Nothing but the lines from the one that contains "A single point marks each instance of the rusted" through the end of the listing should appear, set down exactly.

------ Data in this exercise

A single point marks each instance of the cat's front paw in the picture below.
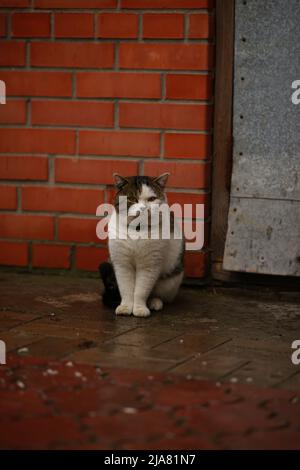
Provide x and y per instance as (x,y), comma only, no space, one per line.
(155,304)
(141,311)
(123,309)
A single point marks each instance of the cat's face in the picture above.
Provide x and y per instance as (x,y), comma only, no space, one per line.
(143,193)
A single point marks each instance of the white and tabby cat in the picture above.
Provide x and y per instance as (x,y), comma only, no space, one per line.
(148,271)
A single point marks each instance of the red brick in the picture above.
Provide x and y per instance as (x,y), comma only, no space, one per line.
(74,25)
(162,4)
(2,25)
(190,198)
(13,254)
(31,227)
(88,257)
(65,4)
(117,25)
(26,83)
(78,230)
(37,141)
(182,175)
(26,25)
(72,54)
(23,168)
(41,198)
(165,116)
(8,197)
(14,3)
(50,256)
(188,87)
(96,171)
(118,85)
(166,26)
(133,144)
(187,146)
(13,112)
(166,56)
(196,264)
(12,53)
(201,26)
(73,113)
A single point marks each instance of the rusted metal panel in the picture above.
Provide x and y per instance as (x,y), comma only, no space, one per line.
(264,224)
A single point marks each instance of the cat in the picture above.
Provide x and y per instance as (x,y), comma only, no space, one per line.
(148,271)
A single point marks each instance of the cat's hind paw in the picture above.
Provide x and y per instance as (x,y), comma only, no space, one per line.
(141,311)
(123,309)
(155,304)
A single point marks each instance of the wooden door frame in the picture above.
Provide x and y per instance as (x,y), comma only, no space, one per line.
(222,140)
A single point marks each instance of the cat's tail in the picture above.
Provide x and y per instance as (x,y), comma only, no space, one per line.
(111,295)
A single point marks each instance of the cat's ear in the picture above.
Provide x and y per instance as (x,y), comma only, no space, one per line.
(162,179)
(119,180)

------------

* _Exercise answer_:
A single point marks each instance of the rusted metal panel in the picture above.
Provide x and y per instance as (x,y), comma only, no space, one per line.
(264,224)
A single point marks each instance of the cat in the picture above.
Provide x and y per instance as (x,y), comma only, no space, one per line.
(148,271)
A single point marks each instance of the cat's hind paw in the picture above.
Provide x and y per instance as (x,y), comma only, no space, one per line.
(141,311)
(123,309)
(155,304)
A single point marks each instance of the wooden door frame in the picture above.
Provide x and y per instance as (x,y), comma only, no space, one per line.
(222,140)
A single point marks each instance of the cat's tail in the picture above.
Provide x and y per instance as (x,y), comma only, no space, one per line.
(111,295)
A single point marks each instance of the cat's ear in the picture above.
Provide x and y per instance as (x,y), comma only, no space, one per line.
(162,179)
(119,180)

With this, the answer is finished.